Directions: Give the lines again exactly as they appear, from the first line of the listing through the line containing "Mark one point per instance of the dark", and omit every picture.

Materials provided:

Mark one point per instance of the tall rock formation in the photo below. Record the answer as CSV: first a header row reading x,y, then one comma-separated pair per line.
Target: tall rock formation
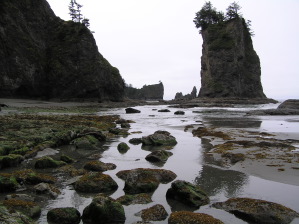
x,y
229,65
44,56
147,92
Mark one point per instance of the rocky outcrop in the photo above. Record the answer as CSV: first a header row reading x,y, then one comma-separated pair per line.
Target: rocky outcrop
x,y
147,92
258,211
229,65
44,56
190,96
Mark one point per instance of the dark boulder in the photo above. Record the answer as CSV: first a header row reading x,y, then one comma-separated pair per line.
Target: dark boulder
x,y
159,138
188,194
64,216
258,211
132,111
103,210
144,180
154,213
192,218
158,156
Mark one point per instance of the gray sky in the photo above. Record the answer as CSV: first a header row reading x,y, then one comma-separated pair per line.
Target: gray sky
x,y
156,40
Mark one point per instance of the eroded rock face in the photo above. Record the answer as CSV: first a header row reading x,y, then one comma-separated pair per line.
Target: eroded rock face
x,y
258,211
192,218
144,180
187,193
104,210
229,65
44,56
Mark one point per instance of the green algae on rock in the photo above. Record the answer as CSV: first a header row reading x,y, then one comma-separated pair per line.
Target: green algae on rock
x,y
102,210
186,217
95,182
64,216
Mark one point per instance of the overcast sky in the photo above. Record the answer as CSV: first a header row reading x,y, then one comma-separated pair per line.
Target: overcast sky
x,y
156,40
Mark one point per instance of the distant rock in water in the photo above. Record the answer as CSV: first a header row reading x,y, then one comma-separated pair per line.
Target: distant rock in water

Exercise answer:
Mark one point per instance of the tall rock formation in the photo below. Record the answer as CSV: first a header row reading x,y, then one comma-separated pair per line.
Target: tall rock formation
x,y
229,65
44,56
147,92
Mark one point per instance of the rocky outcrop in the photo above. Record the answer as CSV: first a header row reading x,y, then one comma-separated pair per line.
Target: rocky outcrop
x,y
147,92
258,211
229,65
44,56
190,96
Mark one point per instance of the dark boulder in the photo above. Record the answer as CSV: first a header row reading x,y, then one comma-separated pair per line.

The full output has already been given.